EXCERPT TO READ:
┄┄┄┄┄┄┄┄┄┄┄┄┄┄┄┄┄┄┄┄

Lesson 10: Pleasing, Obeying, Growing (1 Thessalonians 4:1-2)Related Media
September 25, 2016
Some of you who are younger in your faith may be like the boy that the late pastor, Ray Stedman, asked how old he was. The boy quickly replied, “I’m twelve, going on thirteen, soon be fourteen.” He was eager to grow! It’s always refreshing to see Christians who are eager to grow spiritually. But as we grow older in the Lord, it’s easy to drift into a humdrum spiritual life, where we lose the eagerness to grow. The Christian life becomes routine, but the freshness of our first love for Christ fades (Rev. 2:1-7).
The same thing can happen in marriage. Obviously, no one can maintain the euphoria that we had when we first fell in love. But even so, we shouldn’t drift into a routine relationship, where the romance has faded away. But to keep the romance alive takes work and effort. The same is true spiritually. To keep your love for the Lord Jesus fresh requires deliberate effort.
In 1 Thessalonians 4, we move into the instructional or ethical part of the letter. Paul has shown them how much he cares for them. He was concerned for their spiritual stability under the persecution that they were enduring. Now, he addresses some concerns that Timothy had brought back after his recent visit there. He will address moral purity (4:3-8); love of the brethren and the need to work for a living (4:9-12); the Lord’s return and the events surrounding that time (4:13-5:11); and some matters concerning conduct in the church (5:12-22). In our text, he introduces all of these practical matters with an exhortation to continue growing in the Lord. Specifically, we learn:
To grow in your walk with the Lord, seek to please Him by learning and obeying His commandments.
“Finally, then” signals the transition to a new section of the letter. Paul is probably taking in the entire flow of thought from chapters 2 & 3 (Robert Thomas, The Expositor’s Bible Commentary [Zondervan], ed. by Frank Gaebelein, 11:269-270). But, specifically, he is expanding on 3:10-13, providing what is still lacking in their faith because of his sudden, forced removal from their midst (G. K. Beale, 1-2 Thessalonians [IVP Academic], p. 112). He wants them to abound more in love (4:9-10; 5:12-15) and he wants their hearts to be established without blame in holiness (4:3-8) at the Lord’s coming (4:13-5:11).
John Stott (The Message of 1 & 2 Thessalonians [IVP Academic], p. 76) argues, “One of the great weaknesses of contemporary evangelical Christianity is our comparative neglect of Christian ethics, in both our teaching and our practice.” Clearly the apostle Paul taught these new believers, many from pagan backgrounds, many things about Christian moral behavior. He refers (1 Thess. 4:1) to how “you received from us instruction as to how you ought to walk and please God.” He adds (v. 2), “For you know what commandments we gave you.”
Regarding Christian sexual ethics, he reminds them (4:6), “just as we also told you before and solemnly warned you.” Regarding the Christian responsibility to work and provide for one’s own needs, he adds (4:11), “just as we commanded you.” When he deals with the need to be alert with godly living in light of the Lord’s coming, he tells them (5:1), “You have no need of anything to be written to you.” Paul had taught them much in a short time about Christian ethics. Regarding the first two verses of chapter 4, Stott (p. 78) says that it is noteworthy both for its authoritative tone and for its emphasis on pleasing God as the foundation for Christian ethical behavior. We learn five things here about pleasing, obeying, and growing in the Lord:
1. To walk in a way that is pleasing to God, you must be “in the Lord Jesus” through believing the gospel.

┄┄┄┄┄┄┄┄┄┄┄┄┄┄┄┄┄┄┄┄

[Coordinate annotation records]
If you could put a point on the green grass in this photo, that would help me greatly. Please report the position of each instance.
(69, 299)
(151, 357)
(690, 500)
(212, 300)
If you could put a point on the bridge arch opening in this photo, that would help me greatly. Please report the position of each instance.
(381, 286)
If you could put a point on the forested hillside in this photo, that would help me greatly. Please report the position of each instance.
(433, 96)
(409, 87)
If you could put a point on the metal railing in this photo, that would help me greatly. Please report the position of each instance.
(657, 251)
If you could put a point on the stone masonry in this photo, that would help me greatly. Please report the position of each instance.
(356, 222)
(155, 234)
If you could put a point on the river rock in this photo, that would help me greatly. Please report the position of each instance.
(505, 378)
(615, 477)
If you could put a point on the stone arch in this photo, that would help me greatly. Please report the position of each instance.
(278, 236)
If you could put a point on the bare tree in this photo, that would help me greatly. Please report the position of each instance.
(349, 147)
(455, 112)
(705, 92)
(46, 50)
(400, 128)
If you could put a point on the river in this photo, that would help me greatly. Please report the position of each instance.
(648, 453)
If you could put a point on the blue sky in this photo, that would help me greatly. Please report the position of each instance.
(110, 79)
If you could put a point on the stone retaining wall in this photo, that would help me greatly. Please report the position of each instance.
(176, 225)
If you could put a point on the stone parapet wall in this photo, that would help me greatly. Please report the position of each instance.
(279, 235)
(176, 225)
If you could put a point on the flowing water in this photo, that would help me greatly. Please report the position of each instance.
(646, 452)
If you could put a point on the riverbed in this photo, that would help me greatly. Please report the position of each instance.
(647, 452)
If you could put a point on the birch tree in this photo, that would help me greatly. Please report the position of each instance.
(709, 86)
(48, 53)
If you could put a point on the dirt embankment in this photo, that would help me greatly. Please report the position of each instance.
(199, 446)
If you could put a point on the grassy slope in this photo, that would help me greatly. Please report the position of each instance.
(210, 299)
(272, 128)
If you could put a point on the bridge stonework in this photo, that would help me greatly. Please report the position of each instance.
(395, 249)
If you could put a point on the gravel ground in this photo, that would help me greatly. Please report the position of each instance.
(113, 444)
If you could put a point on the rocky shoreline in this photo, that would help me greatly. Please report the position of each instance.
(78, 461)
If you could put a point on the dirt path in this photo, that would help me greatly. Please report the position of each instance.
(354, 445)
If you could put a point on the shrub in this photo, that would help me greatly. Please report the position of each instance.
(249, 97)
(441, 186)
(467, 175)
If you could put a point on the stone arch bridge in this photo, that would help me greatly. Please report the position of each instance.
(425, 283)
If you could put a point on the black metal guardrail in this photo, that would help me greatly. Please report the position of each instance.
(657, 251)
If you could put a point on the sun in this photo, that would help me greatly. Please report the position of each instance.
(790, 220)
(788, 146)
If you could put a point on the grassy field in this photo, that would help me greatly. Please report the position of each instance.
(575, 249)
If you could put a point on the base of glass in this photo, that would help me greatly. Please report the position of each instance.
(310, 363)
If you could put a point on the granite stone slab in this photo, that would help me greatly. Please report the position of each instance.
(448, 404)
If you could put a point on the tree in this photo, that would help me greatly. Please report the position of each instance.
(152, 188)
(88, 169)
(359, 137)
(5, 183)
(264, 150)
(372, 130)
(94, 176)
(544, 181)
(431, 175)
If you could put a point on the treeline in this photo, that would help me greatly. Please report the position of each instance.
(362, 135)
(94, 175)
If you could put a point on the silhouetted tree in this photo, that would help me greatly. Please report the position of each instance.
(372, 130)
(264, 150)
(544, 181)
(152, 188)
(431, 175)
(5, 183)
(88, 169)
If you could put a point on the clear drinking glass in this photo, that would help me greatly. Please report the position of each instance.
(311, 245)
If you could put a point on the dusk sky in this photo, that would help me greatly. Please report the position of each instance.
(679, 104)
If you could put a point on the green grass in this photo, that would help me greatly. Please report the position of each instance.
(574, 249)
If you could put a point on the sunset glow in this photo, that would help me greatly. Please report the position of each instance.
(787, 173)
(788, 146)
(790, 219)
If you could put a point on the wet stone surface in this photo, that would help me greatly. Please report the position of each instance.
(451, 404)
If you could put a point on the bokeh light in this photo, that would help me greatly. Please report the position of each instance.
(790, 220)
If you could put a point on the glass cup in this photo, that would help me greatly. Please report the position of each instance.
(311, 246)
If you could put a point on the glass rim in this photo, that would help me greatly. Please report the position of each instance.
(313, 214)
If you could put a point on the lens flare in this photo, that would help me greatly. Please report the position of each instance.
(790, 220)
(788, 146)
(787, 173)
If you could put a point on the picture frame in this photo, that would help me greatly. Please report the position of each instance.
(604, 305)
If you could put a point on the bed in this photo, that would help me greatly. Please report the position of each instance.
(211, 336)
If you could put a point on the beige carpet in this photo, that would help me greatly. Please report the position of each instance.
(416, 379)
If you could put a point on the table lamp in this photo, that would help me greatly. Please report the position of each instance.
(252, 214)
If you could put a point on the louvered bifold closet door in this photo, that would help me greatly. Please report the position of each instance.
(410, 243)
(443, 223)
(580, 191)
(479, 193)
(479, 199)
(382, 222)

┄┄┄┄┄┄┄┄┄┄┄┄┄┄┄┄┄┄┄┄

JOBS:
• 1. List every line of the records that contains the string "wall", matching case exactly.
• 2. Pick up the sermon on 1 Thessalonians 4:1-2 right after its final sentence and keep it going.

OUTPUTS BY TASK:
• 1.
If you could put a point on the stone retaining wall in this photo, that would help me greatly. Please report the position of each instance.
If you could put a point on the stone parapet wall in this photo, that would help me greatly. Please report the position of each instance.

• 2.
Paul writes (1 Thess. 4:1), “Finally then, brethren, we request and exhort you in the Lord Jesus ….” The fact that he calls them “brethren” (or, “brothers and sisters”) indicates that these people had experienced the new birth. The Holy Spirit had imparted new life to them (John 3:3-8; 1 Pet. 1:3), so that now they were in God’s family, brothers and sisters with all who believe in Christ. At the moment of the new birth, the Spirit places all who believe in Jesus into His body, the church (1 Cor. 12:13). Paul often refers to our new relationship with God as being “in Christ” (Eph. 1:3, 4, 6, 7, 12, 13, etc.). It is to those in that new sphere of spiritual reality that he gives this exhortation.
I find that many Christians do not understand that “praying the sinner’s prayer” or “making a decision to receive Christ” do not necessarily indicate that the person has been born again. This is especially true of Christian parents. Their teenager is living as a rebellious pagan, but the parents will say, “But he’s a Christian, because he accepted Jesus as his Savior at summer camp when he was a child.” Or, “He prayed to receive Christ and was baptized.” But, there has been very little, if any, evidence that God has imparted new life to that young person.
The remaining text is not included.